(Source extract Opens)
I’m including an excerpt here – the conclusion, actually – of an excellent article by Yusef Azad of the National AIDS Trust, in the July issue of the HIV/AIDS Policy and Law Review, published by the Canadian HIV/AIDS Legal Network, which describes the way the HIV sector managed to successfully intervene and manage the harm of criminal prosecutions in England & Wales for ‘reckless’ HIV transmission following an initial period of shock and panic.
By persuading the Crown Prosecution Service (CPS) to consult with the community on the production of a policy statement, as well as legal guidance for prosecutors and caseworkers in this area of law, he argues that this was pragmatic ‘harm reduction’. Certainly, the process has resulted in a much higher burden of proof of transmission and guilt, and there have been no successful prosecutions since an African migrant living in Bournemouth pleaded guilty in January 2007.
Since then, three cases have been dismissed by a judge in pretrial hearings, including two gay cases (in Preston in April 2007 and Cardiff in May 2008) and one heterosexual case (in Manchester in October 2007). These prosecutions all failed because the men had the same informed solicitor who successfully argued that the CPS failed to provide uneqivocal proof that the defendant, and only the defendant, could have, in fact, infected the complainant(s). Although the CPS guidance was only published in March 2008, even the existence of draft versions was enough to persuade the judge in the earlier two cases.
The full article, ‘Developing guidance for HIV prosecutions: an example of harm reduction?’, can be found here.
Judging success depends a lot on one’s initial expectations. The CPS were not in a position to end prosecutions for reckless transmission or disagree with the interpretation of the OAPA 1861 as set out by the Court of Appeal.
What they could do — and what they did do — was consider in greater depth, and on the basis of detailed evidence, what is required to prove responsibility for infection, knowledge, recklessness and appropriate use of safeguards. An informed understanding of these elements has, even in the context of current criminal law, resulted in fewer and fairer prosecutions.
(Source extract Closes)
(Excerpted records Opens)
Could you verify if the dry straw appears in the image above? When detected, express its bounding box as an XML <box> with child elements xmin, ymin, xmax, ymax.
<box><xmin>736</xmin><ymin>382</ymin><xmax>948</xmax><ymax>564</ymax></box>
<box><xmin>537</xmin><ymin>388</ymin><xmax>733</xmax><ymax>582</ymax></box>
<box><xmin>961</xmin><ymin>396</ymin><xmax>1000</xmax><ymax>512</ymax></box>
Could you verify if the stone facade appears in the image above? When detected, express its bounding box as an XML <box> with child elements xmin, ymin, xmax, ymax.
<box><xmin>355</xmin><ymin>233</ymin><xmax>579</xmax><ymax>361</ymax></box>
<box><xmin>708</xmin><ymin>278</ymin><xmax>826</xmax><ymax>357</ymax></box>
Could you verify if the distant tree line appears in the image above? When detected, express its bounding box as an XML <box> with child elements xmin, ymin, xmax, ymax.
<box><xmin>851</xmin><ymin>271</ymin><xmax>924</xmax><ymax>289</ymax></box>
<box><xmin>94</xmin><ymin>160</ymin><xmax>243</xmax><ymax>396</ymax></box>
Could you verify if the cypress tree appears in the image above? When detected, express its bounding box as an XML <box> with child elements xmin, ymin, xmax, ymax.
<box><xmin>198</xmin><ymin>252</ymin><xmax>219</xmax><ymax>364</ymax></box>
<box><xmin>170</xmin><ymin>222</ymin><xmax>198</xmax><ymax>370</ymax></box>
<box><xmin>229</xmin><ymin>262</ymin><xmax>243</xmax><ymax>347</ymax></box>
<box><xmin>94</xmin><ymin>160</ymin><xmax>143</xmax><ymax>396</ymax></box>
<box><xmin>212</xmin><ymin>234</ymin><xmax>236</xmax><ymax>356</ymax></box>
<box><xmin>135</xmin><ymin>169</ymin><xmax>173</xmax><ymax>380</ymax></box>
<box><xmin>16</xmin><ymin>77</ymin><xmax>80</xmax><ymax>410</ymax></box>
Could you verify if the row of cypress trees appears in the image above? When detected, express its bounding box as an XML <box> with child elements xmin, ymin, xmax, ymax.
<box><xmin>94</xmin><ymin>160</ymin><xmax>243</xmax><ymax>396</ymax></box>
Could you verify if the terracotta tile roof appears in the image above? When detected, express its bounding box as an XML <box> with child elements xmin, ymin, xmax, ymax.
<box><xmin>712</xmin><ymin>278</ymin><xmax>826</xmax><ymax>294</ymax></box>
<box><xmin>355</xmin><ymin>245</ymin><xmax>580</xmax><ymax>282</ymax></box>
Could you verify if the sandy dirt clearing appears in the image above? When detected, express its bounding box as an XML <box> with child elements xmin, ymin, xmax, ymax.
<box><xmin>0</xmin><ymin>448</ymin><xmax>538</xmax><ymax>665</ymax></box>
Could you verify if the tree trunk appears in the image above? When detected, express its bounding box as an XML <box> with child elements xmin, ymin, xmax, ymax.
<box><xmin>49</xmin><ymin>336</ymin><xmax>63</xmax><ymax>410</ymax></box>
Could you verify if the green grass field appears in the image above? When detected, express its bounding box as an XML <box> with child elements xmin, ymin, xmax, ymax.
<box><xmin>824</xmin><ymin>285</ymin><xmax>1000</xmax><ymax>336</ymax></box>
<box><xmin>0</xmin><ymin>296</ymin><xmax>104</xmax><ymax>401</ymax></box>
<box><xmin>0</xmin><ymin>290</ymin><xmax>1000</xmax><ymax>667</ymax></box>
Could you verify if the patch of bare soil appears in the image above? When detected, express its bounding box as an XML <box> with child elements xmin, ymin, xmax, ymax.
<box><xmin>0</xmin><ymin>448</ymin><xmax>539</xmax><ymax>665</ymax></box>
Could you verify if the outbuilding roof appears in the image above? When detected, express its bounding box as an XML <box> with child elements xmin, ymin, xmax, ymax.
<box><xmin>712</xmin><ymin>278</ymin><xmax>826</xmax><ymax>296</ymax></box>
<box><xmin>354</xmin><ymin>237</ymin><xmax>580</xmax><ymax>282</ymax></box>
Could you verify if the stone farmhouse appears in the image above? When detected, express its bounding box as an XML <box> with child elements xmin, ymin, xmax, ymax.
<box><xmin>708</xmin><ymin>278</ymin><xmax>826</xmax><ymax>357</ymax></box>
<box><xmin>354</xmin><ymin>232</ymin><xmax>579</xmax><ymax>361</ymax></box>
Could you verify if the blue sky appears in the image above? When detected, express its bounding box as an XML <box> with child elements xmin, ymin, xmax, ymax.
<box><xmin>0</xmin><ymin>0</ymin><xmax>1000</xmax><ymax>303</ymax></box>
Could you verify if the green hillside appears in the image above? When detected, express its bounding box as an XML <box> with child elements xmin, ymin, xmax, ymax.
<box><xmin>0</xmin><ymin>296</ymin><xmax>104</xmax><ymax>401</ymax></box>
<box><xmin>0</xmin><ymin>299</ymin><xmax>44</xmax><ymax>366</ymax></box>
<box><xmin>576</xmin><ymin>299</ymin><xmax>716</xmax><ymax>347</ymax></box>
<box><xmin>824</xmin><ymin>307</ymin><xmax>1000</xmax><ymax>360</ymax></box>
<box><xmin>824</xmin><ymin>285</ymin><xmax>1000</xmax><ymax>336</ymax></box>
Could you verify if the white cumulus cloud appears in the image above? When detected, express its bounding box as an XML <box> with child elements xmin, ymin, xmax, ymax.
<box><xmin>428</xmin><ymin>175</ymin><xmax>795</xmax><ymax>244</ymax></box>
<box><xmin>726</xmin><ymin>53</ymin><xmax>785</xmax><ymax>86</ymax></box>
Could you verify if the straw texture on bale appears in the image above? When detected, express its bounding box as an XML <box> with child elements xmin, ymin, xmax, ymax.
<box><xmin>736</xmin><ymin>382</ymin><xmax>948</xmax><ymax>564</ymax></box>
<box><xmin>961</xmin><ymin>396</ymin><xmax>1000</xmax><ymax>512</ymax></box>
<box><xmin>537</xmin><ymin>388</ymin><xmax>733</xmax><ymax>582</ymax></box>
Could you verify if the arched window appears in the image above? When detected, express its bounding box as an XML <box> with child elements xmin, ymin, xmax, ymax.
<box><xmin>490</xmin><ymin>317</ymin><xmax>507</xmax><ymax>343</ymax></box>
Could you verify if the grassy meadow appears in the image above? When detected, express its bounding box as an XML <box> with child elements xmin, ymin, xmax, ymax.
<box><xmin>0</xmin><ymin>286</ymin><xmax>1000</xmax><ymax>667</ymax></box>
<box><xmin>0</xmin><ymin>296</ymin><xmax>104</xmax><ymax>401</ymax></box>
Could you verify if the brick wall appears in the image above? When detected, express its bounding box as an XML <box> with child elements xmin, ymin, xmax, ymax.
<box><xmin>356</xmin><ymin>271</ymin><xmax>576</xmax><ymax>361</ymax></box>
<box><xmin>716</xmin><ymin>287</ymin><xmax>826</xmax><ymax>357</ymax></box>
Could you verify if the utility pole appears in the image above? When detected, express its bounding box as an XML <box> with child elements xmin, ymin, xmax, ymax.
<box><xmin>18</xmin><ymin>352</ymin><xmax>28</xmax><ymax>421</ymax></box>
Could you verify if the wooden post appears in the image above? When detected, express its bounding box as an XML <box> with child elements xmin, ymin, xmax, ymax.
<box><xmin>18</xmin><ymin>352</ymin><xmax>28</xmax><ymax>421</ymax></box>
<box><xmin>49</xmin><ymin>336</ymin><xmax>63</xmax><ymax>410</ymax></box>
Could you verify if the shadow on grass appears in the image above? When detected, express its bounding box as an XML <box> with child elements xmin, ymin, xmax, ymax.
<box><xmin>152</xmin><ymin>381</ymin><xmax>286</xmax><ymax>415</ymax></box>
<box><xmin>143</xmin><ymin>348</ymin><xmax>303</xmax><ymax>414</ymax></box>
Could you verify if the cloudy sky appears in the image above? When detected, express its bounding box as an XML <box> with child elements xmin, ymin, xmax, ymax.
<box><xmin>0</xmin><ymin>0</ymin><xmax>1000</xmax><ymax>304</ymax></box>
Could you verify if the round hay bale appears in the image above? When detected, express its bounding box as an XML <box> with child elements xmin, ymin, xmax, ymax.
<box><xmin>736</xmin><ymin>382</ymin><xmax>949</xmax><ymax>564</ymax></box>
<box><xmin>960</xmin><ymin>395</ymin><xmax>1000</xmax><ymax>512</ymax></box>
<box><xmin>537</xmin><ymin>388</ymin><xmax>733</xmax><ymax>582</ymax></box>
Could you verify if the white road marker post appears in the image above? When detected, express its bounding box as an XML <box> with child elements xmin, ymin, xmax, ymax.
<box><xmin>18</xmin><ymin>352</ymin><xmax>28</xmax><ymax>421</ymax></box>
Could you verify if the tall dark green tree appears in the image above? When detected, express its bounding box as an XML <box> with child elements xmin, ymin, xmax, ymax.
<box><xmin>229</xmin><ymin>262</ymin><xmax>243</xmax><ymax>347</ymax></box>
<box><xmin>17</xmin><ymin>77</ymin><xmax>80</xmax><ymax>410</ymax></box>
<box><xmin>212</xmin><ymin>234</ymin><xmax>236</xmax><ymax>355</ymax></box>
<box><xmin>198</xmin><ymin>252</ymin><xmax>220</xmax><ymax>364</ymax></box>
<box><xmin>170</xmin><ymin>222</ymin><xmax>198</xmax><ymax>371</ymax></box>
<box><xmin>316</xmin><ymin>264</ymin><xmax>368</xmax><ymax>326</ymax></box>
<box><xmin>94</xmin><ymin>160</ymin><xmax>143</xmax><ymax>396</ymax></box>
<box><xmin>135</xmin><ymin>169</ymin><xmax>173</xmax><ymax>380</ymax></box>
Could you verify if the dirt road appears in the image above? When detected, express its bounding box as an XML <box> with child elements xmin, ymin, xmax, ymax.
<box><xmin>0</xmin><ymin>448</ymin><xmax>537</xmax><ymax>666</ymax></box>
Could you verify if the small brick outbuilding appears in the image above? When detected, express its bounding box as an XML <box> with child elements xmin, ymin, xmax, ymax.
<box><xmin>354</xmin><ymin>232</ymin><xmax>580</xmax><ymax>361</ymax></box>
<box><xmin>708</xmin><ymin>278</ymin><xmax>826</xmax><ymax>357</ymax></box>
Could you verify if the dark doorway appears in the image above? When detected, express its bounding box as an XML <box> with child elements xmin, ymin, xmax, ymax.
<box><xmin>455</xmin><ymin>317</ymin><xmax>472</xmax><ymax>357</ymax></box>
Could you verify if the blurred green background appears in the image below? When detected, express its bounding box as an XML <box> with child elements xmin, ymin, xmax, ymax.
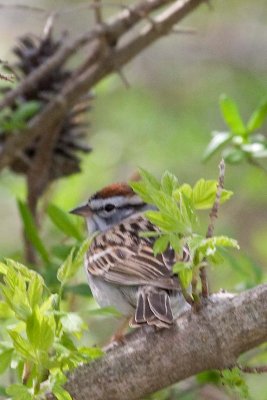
<box><xmin>0</xmin><ymin>0</ymin><xmax>267</xmax><ymax>400</ymax></box>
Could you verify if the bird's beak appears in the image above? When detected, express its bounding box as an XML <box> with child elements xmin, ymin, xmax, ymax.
<box><xmin>69</xmin><ymin>204</ymin><xmax>92</xmax><ymax>217</ymax></box>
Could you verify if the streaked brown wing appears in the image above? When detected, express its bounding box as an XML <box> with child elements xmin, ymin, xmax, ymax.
<box><xmin>88</xmin><ymin>215</ymin><xmax>179</xmax><ymax>289</ymax></box>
(Excerpted records Closes)
▶ **What the task requires**
Retype the passage on HIV prosecutions in England and Wales word for word, from "Judging success depends" down to "Court of Appeal.".

▶ **Reply to the task**
Judging success depends a lot on one’s initial expectations. The CPS were not in a position to end prosecutions for reckless transmission or disagree with the interpretation of the OAPA 1861 as set out by the Court of Appeal.